<<<<
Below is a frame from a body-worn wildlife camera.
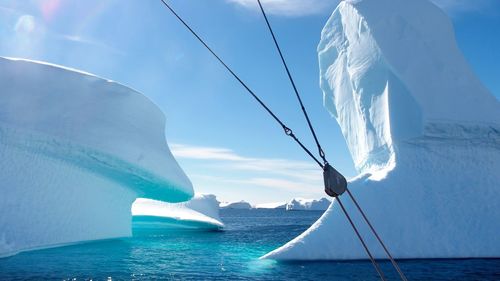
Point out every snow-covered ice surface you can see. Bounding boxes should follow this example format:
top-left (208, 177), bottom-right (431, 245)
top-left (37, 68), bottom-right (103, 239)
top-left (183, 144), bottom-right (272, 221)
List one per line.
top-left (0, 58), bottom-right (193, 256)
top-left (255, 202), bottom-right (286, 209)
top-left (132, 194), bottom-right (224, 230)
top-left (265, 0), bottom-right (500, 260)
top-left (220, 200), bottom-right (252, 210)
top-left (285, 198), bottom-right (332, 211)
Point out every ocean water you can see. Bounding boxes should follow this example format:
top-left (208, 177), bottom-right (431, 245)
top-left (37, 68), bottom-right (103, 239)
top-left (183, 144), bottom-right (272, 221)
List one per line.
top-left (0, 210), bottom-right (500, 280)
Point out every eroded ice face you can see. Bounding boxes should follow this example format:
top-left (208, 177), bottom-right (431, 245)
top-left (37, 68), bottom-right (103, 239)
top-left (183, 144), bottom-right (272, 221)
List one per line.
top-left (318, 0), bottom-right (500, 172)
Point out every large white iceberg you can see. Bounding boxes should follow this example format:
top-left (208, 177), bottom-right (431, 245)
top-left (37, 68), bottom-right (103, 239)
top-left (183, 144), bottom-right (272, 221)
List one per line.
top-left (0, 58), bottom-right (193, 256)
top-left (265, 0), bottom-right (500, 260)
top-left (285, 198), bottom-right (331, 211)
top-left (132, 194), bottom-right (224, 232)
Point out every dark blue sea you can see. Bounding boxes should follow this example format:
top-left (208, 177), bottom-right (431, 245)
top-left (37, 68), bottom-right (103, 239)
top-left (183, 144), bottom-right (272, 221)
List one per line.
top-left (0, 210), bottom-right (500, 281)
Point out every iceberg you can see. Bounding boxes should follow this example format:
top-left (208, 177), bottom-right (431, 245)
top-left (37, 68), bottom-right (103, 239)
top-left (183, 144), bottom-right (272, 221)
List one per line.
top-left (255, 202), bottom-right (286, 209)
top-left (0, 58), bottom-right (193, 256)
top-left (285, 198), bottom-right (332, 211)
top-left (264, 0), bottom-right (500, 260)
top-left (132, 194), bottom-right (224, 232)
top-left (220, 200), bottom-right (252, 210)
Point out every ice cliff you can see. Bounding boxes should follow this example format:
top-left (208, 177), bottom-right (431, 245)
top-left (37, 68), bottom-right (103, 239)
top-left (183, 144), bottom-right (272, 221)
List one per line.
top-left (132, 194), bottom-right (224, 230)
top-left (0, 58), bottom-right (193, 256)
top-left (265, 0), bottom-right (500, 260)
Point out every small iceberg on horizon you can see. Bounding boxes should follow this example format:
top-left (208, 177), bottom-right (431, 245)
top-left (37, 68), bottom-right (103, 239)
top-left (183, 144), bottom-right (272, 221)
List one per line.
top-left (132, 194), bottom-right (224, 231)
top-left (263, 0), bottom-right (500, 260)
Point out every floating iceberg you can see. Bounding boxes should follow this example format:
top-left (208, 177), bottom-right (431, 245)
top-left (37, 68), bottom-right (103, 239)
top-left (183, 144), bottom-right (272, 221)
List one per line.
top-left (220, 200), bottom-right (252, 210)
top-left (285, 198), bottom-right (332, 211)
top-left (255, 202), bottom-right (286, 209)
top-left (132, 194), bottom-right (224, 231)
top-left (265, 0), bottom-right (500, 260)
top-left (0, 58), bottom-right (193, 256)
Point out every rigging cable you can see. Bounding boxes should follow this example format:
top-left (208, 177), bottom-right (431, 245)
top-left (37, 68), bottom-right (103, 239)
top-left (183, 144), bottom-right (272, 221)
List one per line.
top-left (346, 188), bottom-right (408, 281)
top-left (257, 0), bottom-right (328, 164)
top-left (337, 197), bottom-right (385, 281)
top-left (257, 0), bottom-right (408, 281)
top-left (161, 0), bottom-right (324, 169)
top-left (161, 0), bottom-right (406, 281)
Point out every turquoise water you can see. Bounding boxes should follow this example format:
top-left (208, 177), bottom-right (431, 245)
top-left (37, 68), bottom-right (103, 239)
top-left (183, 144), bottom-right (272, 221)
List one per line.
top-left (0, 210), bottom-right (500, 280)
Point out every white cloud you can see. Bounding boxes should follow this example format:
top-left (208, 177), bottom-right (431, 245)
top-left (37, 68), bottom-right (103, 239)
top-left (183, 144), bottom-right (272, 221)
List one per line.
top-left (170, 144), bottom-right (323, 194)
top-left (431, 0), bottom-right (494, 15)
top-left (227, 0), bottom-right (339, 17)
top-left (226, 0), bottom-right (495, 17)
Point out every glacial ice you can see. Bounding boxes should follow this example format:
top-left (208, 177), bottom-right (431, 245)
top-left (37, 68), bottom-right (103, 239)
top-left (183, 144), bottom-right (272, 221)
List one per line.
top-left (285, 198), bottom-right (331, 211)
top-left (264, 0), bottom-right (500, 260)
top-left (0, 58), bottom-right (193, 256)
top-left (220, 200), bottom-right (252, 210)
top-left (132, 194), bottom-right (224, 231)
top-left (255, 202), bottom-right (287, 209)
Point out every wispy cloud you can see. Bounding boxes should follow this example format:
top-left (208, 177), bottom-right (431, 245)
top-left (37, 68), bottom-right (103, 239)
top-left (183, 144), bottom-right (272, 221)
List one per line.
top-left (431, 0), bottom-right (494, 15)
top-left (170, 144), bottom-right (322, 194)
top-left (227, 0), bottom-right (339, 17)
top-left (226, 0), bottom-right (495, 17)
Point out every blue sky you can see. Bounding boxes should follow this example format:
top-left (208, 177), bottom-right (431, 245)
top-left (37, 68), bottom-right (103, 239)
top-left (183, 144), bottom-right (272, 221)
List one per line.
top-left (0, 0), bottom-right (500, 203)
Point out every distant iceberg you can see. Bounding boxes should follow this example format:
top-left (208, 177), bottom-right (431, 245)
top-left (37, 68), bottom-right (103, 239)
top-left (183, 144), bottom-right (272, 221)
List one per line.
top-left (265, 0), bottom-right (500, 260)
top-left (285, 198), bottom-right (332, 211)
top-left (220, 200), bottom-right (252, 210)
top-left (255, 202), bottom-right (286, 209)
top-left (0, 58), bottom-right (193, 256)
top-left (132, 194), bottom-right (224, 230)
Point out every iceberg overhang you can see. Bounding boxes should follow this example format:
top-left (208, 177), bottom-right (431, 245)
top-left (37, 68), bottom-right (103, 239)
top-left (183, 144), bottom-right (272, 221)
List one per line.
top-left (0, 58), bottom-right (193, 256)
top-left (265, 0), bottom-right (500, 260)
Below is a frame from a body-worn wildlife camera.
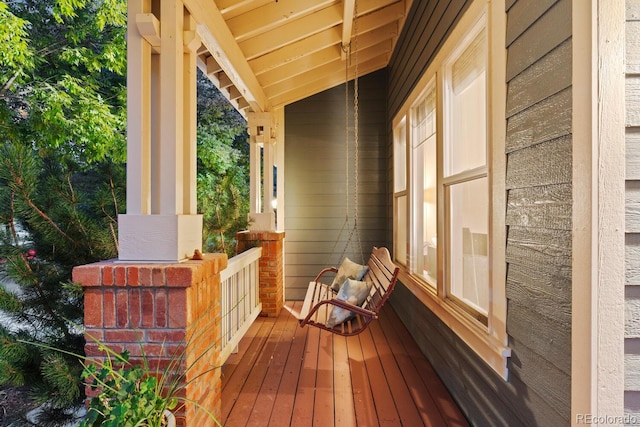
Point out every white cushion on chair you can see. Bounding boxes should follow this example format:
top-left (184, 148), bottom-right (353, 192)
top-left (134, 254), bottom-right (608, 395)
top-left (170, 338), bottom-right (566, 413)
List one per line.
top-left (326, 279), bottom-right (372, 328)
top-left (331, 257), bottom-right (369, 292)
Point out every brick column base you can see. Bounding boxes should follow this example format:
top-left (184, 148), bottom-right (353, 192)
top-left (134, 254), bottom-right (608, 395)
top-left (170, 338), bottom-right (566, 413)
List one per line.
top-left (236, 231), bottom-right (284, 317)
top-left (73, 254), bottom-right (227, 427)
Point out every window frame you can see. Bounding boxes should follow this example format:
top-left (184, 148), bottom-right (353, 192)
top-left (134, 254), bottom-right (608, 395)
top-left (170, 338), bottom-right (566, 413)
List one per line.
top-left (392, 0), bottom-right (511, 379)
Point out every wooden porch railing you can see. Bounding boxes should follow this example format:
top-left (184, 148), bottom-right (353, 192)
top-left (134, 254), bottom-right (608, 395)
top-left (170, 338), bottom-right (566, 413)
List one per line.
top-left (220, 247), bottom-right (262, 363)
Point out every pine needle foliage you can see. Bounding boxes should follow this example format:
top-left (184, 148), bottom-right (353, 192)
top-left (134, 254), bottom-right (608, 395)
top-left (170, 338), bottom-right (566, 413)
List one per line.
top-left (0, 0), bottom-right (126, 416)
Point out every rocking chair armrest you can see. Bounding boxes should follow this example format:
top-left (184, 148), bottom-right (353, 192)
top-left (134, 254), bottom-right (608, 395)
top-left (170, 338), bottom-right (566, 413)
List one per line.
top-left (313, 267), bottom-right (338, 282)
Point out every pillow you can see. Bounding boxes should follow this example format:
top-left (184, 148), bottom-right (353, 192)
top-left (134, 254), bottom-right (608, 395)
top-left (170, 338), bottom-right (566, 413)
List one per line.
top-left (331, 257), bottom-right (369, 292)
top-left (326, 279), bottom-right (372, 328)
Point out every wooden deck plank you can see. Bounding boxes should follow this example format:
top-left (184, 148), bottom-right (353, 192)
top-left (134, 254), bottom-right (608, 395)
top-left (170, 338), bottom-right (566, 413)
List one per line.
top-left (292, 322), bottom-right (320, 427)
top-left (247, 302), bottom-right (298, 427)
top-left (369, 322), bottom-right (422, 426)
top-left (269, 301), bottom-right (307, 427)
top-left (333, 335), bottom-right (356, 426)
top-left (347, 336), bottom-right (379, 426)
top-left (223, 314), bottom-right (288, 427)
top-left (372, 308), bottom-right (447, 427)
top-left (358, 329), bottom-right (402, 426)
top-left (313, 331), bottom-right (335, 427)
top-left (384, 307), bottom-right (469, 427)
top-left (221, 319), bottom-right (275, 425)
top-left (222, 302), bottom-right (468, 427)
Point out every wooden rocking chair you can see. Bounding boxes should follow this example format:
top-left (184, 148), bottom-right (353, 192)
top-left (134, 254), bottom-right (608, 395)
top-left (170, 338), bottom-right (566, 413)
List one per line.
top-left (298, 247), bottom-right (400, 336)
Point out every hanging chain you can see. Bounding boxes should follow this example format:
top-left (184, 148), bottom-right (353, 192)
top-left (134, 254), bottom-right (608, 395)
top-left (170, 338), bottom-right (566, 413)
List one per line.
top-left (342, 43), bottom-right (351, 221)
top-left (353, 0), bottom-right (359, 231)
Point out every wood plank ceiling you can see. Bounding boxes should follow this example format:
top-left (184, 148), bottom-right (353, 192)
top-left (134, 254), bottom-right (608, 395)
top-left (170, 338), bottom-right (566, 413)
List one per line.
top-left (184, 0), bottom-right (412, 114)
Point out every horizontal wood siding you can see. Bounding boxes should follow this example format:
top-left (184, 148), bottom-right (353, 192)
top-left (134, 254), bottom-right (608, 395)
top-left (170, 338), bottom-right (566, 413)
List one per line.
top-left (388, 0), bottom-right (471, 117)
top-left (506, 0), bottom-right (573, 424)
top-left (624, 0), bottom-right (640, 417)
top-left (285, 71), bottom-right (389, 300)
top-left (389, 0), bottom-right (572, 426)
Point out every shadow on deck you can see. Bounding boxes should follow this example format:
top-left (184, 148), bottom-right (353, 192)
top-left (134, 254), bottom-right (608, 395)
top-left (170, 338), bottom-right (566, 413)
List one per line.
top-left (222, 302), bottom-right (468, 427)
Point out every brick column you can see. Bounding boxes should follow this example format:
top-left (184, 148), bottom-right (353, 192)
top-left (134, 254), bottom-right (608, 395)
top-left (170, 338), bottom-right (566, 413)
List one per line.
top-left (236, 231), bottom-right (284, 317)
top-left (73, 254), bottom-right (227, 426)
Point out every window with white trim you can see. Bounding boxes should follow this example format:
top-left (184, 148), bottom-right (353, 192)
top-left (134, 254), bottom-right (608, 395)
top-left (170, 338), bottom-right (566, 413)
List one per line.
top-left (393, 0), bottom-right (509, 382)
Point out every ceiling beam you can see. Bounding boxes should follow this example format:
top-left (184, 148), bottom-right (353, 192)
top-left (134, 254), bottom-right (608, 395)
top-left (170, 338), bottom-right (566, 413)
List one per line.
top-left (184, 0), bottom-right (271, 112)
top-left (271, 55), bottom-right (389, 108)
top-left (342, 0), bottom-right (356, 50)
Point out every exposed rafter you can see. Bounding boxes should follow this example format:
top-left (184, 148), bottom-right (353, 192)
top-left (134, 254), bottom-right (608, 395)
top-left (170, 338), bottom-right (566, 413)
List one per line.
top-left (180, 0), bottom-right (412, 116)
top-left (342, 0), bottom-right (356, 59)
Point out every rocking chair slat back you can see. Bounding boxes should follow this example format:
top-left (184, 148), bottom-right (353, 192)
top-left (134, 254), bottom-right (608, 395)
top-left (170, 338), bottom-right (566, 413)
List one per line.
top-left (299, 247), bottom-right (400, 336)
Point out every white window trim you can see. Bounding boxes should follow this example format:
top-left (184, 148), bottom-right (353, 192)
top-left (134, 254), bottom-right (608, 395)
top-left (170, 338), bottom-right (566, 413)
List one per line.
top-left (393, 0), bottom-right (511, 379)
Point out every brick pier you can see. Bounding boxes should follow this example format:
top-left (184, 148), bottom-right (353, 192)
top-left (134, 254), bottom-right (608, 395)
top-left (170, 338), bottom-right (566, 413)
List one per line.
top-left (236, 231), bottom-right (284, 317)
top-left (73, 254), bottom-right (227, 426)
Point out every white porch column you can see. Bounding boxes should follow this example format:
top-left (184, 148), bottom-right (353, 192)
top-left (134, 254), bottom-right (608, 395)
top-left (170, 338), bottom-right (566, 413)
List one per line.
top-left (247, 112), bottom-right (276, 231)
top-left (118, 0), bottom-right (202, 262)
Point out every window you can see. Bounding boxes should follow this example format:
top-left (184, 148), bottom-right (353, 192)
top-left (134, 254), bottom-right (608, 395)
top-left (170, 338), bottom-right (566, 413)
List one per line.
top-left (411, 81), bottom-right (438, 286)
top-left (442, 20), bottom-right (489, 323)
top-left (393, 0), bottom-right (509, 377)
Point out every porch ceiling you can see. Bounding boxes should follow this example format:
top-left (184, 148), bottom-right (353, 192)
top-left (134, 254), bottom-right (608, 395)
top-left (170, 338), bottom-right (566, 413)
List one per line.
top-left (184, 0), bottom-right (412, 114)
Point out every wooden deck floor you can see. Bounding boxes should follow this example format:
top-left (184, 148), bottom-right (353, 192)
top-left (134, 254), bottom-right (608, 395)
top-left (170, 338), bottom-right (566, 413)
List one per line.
>>>>
What the task requires: Copy the lines from the entries above exactly, starting at the line containing "Point out every exposed" and ending after the line containing "top-left (393, 0), bottom-right (511, 379)".

Result:
Point out every exposed rafter you can see. Bounding boxes should follow this example format:
top-left (184, 148), bottom-right (353, 192)
top-left (134, 254), bottom-right (608, 395)
top-left (170, 338), bottom-right (566, 413)
List one per line.
top-left (180, 0), bottom-right (412, 116)
top-left (342, 0), bottom-right (356, 59)
Point out every rocking chair slat back you can see. Bounding boxes should follow this example format:
top-left (184, 148), bottom-right (353, 192)
top-left (134, 254), bottom-right (608, 395)
top-left (170, 338), bottom-right (566, 413)
List one per line.
top-left (299, 247), bottom-right (400, 336)
Point out every white window trim you can see. Bounding boxes should follow this example format:
top-left (184, 148), bottom-right (353, 192)
top-left (134, 254), bottom-right (608, 395)
top-left (170, 338), bottom-right (566, 413)
List one per line.
top-left (393, 0), bottom-right (511, 379)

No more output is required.